» SELECTED TEXT:
---*---

Class members are accessed by loading 'this' into a pointer register and addressing class data members relative to the pointer with the dot operator (.).
// Example 6.2b. Accessing class members (32-bit)
int MyList::Sum() {
__asm {
mov ecx, this // 'this' pointer
xor eax, eax // sum = 0
xor edx, edx // loop index, i = 0
cmp [ecx].length, 0 // if (this->length != 0)
je L9
L1: add eax, [ecx].buffer[edx*4] // sum += buffer[i]
add edx, 1 // i++
cmp edx, [ecx].length // while (i < length)
jb L1
L9:
} // Return value is in eax
#pragma warning(disable:1011)
}
Here the 'this' pointer is accessed by its name 'this', and all class data members are addressed relative to 'this'. The offset of the class member relative to 'this' is obtained by writing the member name preceded by the dot operator. The index into the array named buffer must be multiplied by the size of each element in buffer [edx*4].
Some 32-bit compilers for Windows put 'this' in ecx, so the instruction mov ecx,this can be omitted. 64-bit systems require 64-bit pointers, so ecx should be replaced by rcx and edx by rdx. 64-bit Windows has 'this' in rcx, while 64-bit Linux has 'this' in rdi. Structure members are accessed in the same way by loading a pointer to the structure into a register and using the dot operator. There is no syntax check against accessing private and protected members. There is no way to resolve the ambiguity if more than one structure or class has a member with the same name. The MASM assembler can resolve such ambiguities by using the assume directive or by putting the name of the structure before the dot, but this is not possible with inline assembly.

---*---

» WHAT THIS EXERCISE ASKS:
• a. In the inline assembly passage, which register holds 'this' on 64-bit Linux?
• b. Transcribe the inline assembly passage from "Class members are" up to and including "(i < length)".

---*---

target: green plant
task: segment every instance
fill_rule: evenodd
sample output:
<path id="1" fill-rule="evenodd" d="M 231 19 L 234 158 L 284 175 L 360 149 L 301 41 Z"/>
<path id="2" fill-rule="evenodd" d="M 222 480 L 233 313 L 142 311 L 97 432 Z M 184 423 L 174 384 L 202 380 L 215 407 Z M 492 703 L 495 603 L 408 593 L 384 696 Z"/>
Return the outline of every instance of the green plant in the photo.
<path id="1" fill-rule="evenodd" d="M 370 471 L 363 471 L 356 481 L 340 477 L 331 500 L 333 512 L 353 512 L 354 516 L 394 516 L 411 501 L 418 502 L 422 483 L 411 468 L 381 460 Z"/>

---*---

» PROBLEM SOLUTIONS:
• a. rdi

• b.
Class members are accessed by loading 'this' into a pointer register and addressing class data members relative to the pointer with the dot operator (.).
// Example 6.2b. Accessing class members (32-bit)
int MyList::Sum() {
__asm {
mov ecx, this // 'this' pointer
xor eax, eax // sum = 0
xor edx, edx // loop index, i = 0
cmp [ecx].length, 0 // if (this->length != 0)
je L9
L1: add eax, [ecx].buffer[edx*4] // sum += buffer[i]
add edx, 1 // i++
cmp edx, [ecx].length // while (i < length)